PROBLEM 1: In the grader documentation, which feedback_level value lets the worker see only the aggregate score?
PROBLEM 2: Please list every key set under args in the examples/apex-eggshell-skull/task.yaml shown in the grader documentation.
PROBLEM 3: Extend the grader documentation, picking up right after its final sentence.

(Beginning of EXTRACT PROVIDED)

The judge fact-checks the worker's claims against reference documents bundled inside the grader package at grader/src/race_japan_grader/references/. Listing a filename under grader.args.reference_files causes the judge to load it and inject it into its instructions. Because the file ships inside the grader wheel (not inside the task directory), it never appears in any agent worktree.

Feedback redaction

grader.args.feedback_level controls what the worker sees after an eval:

ValueWhat the agent sees
fullWeighted score + per-criterion verdict + rationale for every criterion
aggregate_onlyWeighted score + N/25 passed only
score_onlyThe aggregate score, nothing else

Dynamic rubric: apex_judge

Designed for the APEX-Agents legal / analyst benchmarks (see examples/apex-eggshell-skull and examples/apex-frontier-bu). On the first eval the judge reads the agent's output and the source materials, then generates its own initial rubric. On subsequent evals it may evolve the rubric — adding harder criteria, dropping criteria that are consistently easy — when the worker's score plateaus or hits 100%.

# examples/apex-eggshell-skull/task.yaml
grader:
  entrypoint: "apex_judge.grader:Grader"
  setup:
    - "uv pip install -e ./grader"
  timeout: 600
  direction: maximize
  args:
    files: ["memorandum.docx"]
    model: opus
    runtime: claude_code
    judge_max_turns: 30
    max_criteria: 15
    min_criteria: 3
    dynamic_rubric: true

Rubric state on disk

Evolved rubric versions are persisted under .coral/private/rubrics/ as v1.json, v2.json, ... with a current.json pointer. A human-readable current.md is copied to .coral/public/rubrics/current.md so the agent can read it between evals — this is the file the auto-generated CORAL.md tips reference with "Check .claude/rubrics/current.md for the active rubric and version."

Persistent judge session

The judge keeps a session ID between evaluations. On the first call it reads the source materials end-to-end; on subsequent calls it resumes the same Claude Code session with just the new worker output, which keeps per-eval cost down and preserves accumulated reasoning about the task.

Sharing one judge across tasks

apex_judge is reused by three task configs in this repo. The non-owning tasks point at the shared grader directory via a relative setup command:

# examples/apex-frontier-bu/task.yaml
grader:
  entrypoint: "apex_judge.grader:Grader"
  setup:
    - "uv pip install -e ../apex-eggshell-skull/grader"

You can do the same with your own judge — the grader venv is per-run, so two tasks can install the same source tree in editable mode without stepping on each other.

(End of EXTRACT PROVIDED)
(Beginning of DATASET RECORDS)

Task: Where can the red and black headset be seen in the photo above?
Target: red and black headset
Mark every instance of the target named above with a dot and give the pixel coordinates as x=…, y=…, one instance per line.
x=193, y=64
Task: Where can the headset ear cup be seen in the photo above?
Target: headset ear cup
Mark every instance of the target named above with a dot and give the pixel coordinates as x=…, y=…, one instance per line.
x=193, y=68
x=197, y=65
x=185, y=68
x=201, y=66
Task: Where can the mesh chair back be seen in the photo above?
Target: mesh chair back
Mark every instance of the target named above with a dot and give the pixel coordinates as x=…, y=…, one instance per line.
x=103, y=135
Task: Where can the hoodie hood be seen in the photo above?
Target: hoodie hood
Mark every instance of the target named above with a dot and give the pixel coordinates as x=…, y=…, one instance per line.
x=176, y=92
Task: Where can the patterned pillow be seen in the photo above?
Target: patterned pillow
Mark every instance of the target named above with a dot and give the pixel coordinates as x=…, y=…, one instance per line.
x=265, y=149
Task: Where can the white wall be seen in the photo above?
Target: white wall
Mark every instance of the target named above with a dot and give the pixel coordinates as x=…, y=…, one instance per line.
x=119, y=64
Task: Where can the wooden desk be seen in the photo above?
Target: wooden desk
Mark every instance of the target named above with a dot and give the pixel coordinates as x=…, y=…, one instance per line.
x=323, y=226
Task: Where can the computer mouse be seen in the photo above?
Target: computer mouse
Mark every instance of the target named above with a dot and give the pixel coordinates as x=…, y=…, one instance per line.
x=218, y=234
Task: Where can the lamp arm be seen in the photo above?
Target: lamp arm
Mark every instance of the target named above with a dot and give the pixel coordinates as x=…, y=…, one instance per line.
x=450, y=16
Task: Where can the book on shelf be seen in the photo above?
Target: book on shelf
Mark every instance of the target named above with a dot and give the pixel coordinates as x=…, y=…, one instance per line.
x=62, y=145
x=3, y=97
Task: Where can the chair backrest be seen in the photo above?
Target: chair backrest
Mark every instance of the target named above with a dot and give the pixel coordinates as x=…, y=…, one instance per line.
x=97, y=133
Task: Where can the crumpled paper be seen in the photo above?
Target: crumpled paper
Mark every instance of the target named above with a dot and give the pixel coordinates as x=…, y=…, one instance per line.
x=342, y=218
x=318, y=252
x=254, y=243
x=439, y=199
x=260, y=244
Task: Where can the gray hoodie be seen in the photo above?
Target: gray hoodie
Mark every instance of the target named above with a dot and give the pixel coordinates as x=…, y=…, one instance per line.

(End of DATASET RECORDS)

WRITTEN RESPONSE 1: score_only

WRITTEN RESPONSE 2: files, model, runtime, judge_max_turns, max_criteria, min_criteria, dynamic_rubric

WRITTEN RESPONSE 3:
Writing your own rubric judge

Both shipped judges inherit from coral.grader.task_grader.TaskGrader (see Writing a Custom Grader for the base interface). The rubric-judge pattern adds three pieces on top:

  1. A local RubricItem dataclass inside the grader package so the framework's TaskConfig schema stays unchanged. See race_japan_grader/rubric_item.py and apex_judge/rubric_item.py for the canonical 10-line implementation.
  2. A CLAUDE.md builder that assembles the task description, rubric (static or evolved), reference docs, and an output-format spec demanding a specific JSON schema. race_japan_grader.grader._build_judge_instructions is a short, readable example.
  3. An evaluation.json parser that maps judge verdicts back to Score objects by matching criterion names.

Spawn the judge via coral.agent.registry.get_runtime(...). That gives you the same runtime abstraction the worker agents use — including the log path, session-id extraction, and the permission-settings wiring for Claude Code.

One subtlety: if you symlink the worker's codebase into the judge workspace (as both shipped judges do), Claude Code's working-directory sandbox will block reads on the symlink target. Pass the codebase path through runtime_options={"add_dirs": [...]} to runtime.start(...) so the judge can actually read the files behind ./codebase/.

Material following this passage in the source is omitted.